Friday, 22 de November de 2024 ISSN 1519-7670 - Ano 24 - nº 1315

Mediocridade dominical

O domingo é considerado por alguns telespectadores como ‘o dia de assistir o Domingo Legal, conhecido também como Programa da Gugu, e/ou o Domingão do Faustão‘. E claro, o Fantástico – ‘a sua revista eletrônica semanal’ – que não poderia ficar fora dos comentários. Programas de caráter emotivo tornaram-se recordistas de Ibope. O motivo é simples. Programas dominicais dessa espécie são cada vez menos informativos, tornam-se mais ‘interessantes’ e prendem o telespectador em frente à ‘telinha’.

Para o sociólogo Elder Hosokawa, os programas dominicais são reflexos da sociedade consumista que, apoiados na audiência, vendem seus comerciais. ‘Imagino que, muito além do puro entretenimento, o indivíduo é levado subliminarmente a comprar marcas e produtos, preferencialmente aqueles que foram `vendidos´ pela propaganda’, aponta.

Além disso, ele defende que a programação veiculada pelos canais que exploram o deboche, assuntos bizarros e a sexualidade ajudam o telespectador a estacionar mentalmente a análise crítica do conteúdo. ‘Após longa e contínua série de repetições e seqüências, imagino que geram embotamento dos sentidos e insensibilidade pela dor e sofrimento alheios, um comportamento hedonista e narcisista e uma sobrevalorização do corpo em detrimento do espírito e da mente’, declara.

O que pensam as crianças

Valerio Fuenzalida relata, em seu livro Televisión abierta y audiencia, que um espectador ativo não tem necessariamente de estar atento e concentrado, refletindo profundamente sobre o que está vendo. A audiência outorga aos televisores ligados em casa uma atenção variável, que pode ser concentrada em alguns programas, pode ser mais auditiva que visual em outros e pode ser completamente distraída nos momentos em que o telespectador olha o televisor de passagem, apenas para tomar ciência do que está sendo exibido.

▸ **DADOS FORNECIDOS**
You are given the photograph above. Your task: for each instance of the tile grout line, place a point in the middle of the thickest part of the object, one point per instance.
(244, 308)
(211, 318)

▸ **O QUE SE PEDE**
a: Reproduza fielmente o trecho do texto sobre os programas dominicais entre "Mediocridade dominical" e "pela propaganda’, aponta.", inclusive.
b: No texto sobre os programas dominicais, de que sociedade esses programas são reflexo, segundo o sociólogo Elder Hosokawa?
A listagem não tem nenhum papel nesta atividade.

▸ **PROBLEMAS RESOLVIDOS**
a:
Mediocridade dominical

O domingo é considerado por alguns telespectadores como ‘o dia de assistir o Domingo Legal, conhecido também como Programa da Gugu, e/ou o Domingão do Faustão‘. E claro, o Fantástico – ‘a sua revista eletrônica semanal’ – que não poderia ficar fora dos comentários. Programas de caráter emotivo tornaram-se recordistas de Ibope. O motivo é simples. Programas dominicais dessa espécie são cada vez menos informativos, tornam-se mais ‘interessantes’ e prendem o telespectador em frente à ‘telinha’.

Para o sociólogo Elder Hosokawa, os programas dominicais são reflexos da sociedade consumista que, apoiados na audiência, vendem seus comerciais. ‘Imagino que, muito além do puro entretenimento, o indivíduo é levado subliminarmente a comprar marcas e produtos, preferencialmente aqueles que foram `vendidos´ pela propaganda’, aponta.

b: Da sociedade consumista.